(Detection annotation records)

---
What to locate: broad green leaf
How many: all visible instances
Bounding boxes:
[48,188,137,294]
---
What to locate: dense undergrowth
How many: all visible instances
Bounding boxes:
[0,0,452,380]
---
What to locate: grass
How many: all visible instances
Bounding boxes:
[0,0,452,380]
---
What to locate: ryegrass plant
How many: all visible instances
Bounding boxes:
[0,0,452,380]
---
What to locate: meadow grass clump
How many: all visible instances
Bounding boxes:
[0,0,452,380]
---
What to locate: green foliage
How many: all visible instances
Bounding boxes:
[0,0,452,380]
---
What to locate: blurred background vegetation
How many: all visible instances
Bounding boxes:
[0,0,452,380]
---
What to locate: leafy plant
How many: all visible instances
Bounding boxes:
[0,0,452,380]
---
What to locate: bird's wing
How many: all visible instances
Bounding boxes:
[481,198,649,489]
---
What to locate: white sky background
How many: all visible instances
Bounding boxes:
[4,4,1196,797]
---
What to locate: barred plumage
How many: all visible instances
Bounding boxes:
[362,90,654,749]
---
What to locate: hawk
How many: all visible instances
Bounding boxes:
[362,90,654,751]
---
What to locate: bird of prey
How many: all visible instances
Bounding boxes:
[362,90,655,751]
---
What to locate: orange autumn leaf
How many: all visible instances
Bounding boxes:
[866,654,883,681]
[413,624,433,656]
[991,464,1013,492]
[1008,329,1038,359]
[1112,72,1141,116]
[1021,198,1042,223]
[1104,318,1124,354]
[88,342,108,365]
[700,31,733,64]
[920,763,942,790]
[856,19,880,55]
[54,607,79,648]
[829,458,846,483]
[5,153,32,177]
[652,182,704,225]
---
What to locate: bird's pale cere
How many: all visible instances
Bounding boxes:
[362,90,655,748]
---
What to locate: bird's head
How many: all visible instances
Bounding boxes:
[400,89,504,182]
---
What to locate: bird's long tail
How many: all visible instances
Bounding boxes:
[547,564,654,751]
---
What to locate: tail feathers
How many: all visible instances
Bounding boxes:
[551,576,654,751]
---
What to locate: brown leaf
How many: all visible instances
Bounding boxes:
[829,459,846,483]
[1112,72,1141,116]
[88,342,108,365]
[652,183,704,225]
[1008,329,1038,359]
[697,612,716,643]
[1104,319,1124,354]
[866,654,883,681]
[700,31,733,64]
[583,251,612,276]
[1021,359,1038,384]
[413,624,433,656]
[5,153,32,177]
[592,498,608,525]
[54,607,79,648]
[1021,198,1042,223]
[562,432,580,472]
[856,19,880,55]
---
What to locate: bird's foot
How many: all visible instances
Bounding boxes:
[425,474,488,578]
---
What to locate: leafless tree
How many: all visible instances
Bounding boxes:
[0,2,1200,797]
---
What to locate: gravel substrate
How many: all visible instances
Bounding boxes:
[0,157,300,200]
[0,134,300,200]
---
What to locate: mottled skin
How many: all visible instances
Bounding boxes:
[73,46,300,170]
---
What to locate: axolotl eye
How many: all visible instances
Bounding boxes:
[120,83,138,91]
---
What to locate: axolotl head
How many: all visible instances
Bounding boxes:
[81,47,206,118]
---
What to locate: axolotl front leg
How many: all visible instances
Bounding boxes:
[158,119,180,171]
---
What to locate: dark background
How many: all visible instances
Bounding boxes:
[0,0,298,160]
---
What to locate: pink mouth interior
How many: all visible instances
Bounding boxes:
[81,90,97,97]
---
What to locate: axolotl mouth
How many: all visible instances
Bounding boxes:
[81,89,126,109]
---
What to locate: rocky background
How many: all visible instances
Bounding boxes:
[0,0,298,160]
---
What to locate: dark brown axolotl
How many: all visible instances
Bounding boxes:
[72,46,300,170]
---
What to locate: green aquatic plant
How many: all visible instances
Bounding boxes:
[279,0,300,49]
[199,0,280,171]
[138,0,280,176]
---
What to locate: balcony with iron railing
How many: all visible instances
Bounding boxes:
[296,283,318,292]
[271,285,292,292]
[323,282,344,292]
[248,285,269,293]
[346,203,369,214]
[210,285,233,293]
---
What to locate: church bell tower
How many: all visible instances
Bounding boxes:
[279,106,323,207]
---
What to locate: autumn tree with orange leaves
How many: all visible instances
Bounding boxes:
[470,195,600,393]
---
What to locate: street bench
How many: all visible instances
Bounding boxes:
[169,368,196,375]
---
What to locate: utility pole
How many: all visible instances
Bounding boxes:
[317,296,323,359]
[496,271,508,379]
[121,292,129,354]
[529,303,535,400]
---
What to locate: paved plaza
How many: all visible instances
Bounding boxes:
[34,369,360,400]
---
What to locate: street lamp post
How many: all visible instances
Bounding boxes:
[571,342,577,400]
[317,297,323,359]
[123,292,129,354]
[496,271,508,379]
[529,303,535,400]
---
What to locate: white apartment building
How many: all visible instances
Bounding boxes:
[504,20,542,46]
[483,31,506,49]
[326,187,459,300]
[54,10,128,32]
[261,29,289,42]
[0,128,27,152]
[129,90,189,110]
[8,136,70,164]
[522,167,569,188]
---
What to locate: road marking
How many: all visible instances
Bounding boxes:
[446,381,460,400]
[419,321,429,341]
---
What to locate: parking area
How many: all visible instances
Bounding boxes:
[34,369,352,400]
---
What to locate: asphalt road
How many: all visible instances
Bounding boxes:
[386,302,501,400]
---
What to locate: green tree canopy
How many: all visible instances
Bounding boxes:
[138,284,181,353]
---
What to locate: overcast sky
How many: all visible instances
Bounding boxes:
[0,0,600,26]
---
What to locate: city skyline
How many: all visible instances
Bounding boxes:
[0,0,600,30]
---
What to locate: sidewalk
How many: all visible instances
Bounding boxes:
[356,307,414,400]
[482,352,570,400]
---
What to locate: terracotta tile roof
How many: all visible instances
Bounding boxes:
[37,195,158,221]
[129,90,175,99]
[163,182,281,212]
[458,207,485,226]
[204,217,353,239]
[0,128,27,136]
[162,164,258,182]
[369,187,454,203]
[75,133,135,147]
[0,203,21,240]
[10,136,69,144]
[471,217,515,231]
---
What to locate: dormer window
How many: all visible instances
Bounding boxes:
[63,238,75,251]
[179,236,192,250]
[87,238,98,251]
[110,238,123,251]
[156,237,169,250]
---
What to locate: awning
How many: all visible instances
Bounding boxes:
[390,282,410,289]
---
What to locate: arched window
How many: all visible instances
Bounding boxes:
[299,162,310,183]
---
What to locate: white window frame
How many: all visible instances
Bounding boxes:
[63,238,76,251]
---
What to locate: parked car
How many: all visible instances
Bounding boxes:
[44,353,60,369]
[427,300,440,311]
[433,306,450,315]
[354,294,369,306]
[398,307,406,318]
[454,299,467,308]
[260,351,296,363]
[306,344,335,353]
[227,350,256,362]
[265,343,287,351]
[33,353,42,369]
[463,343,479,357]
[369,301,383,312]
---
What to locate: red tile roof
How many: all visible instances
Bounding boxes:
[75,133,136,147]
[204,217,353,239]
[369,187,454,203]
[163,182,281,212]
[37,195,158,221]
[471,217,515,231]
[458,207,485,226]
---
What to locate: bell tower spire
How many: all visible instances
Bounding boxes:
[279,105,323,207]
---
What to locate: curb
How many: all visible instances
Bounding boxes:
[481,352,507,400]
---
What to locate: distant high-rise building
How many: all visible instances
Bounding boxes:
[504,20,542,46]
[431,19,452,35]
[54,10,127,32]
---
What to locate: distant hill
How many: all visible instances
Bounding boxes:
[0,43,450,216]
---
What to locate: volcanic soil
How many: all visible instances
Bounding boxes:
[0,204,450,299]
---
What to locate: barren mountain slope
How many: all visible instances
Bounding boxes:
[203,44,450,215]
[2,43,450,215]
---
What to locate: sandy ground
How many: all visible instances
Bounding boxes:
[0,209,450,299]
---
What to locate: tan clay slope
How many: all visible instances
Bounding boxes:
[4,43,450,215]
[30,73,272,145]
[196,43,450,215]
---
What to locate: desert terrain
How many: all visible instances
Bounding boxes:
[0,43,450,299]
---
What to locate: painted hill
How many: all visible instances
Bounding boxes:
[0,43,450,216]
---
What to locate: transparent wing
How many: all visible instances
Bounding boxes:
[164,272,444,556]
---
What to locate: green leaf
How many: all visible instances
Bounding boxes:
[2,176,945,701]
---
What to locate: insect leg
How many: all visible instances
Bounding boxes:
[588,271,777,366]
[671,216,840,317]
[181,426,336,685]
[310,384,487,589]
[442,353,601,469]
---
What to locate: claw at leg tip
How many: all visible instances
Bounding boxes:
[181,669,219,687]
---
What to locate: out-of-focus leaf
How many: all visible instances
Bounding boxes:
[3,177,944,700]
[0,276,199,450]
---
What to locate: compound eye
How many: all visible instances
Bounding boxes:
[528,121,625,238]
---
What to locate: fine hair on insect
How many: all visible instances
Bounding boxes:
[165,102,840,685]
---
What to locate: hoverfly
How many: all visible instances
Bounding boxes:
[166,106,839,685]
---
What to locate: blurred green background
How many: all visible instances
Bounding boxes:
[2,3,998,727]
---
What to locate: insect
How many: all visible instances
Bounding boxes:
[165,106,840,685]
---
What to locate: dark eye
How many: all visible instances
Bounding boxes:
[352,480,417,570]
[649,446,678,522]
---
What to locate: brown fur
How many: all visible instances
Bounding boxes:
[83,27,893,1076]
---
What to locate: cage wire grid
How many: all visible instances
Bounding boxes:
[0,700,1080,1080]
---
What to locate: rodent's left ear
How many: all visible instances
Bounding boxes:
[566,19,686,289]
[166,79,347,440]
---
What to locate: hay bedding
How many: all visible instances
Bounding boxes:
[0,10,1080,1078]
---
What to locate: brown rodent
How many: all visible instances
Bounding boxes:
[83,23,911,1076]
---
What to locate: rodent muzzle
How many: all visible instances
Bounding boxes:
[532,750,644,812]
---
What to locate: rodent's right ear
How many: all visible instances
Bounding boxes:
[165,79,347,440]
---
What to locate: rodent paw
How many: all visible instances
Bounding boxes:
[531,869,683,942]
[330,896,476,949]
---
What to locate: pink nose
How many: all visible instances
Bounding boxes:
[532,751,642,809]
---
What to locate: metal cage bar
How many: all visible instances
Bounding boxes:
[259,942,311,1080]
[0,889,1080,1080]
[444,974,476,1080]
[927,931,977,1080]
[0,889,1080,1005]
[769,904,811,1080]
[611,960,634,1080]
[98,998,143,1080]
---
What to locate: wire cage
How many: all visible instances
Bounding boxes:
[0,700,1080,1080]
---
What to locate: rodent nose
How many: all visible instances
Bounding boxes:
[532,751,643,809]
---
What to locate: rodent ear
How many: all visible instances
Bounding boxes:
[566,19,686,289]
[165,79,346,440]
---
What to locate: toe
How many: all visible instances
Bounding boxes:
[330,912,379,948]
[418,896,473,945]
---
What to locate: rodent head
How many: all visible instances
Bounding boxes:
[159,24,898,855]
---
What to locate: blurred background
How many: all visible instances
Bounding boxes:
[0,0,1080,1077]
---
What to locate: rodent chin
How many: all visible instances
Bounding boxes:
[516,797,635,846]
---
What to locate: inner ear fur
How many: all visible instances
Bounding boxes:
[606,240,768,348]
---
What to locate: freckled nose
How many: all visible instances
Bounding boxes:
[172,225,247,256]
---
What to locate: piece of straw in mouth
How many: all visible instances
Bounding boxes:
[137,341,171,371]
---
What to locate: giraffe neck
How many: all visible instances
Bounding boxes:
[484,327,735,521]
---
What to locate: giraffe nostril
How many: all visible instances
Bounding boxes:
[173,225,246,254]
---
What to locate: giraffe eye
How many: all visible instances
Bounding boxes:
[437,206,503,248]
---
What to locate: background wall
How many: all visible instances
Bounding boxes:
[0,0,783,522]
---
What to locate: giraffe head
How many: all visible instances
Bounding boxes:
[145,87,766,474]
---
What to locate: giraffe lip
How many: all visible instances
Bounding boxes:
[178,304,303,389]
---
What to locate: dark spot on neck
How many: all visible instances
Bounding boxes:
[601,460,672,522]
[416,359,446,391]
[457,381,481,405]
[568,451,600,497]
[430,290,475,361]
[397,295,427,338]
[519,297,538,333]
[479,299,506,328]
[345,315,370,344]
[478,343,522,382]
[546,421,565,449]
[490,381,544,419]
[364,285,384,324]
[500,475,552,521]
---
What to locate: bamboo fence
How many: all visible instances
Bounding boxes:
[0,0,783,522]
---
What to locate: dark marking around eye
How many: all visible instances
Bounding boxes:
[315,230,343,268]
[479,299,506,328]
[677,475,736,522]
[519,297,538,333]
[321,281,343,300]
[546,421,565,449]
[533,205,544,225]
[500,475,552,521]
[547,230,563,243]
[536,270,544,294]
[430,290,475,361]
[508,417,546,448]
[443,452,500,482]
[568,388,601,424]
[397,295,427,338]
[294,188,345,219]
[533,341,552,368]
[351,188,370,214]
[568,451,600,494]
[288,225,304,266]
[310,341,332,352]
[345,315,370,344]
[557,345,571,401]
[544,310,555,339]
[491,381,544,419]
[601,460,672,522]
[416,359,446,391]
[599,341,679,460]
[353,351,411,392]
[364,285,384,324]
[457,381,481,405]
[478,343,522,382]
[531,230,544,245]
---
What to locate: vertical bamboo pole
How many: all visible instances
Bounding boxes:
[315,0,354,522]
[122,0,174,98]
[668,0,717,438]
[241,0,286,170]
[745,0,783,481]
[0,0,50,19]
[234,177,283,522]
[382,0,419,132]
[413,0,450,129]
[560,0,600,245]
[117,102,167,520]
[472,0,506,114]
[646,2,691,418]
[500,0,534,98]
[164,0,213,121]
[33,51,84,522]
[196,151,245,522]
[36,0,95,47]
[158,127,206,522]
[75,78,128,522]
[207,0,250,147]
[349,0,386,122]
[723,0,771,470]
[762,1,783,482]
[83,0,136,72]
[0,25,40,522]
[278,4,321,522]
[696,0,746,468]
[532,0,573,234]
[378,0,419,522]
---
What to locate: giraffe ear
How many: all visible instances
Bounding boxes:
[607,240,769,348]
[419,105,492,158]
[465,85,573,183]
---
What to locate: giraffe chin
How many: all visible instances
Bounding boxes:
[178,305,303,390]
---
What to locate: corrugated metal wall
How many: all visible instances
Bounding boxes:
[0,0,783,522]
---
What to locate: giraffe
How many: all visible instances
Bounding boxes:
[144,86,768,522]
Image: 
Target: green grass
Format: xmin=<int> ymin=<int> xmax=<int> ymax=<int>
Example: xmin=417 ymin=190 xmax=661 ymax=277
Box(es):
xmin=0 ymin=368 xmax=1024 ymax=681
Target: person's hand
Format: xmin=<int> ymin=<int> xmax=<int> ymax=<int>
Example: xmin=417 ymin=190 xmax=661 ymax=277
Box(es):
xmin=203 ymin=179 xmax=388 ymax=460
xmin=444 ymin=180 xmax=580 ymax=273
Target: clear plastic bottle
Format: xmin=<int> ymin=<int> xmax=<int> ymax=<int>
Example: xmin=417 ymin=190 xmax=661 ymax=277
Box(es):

TASK OBJECTIVE
Show every line of the records above that contains the word "hill", matching case exactly.

FINAL RESULT
What to locate: distant hill
What to locate: painted hill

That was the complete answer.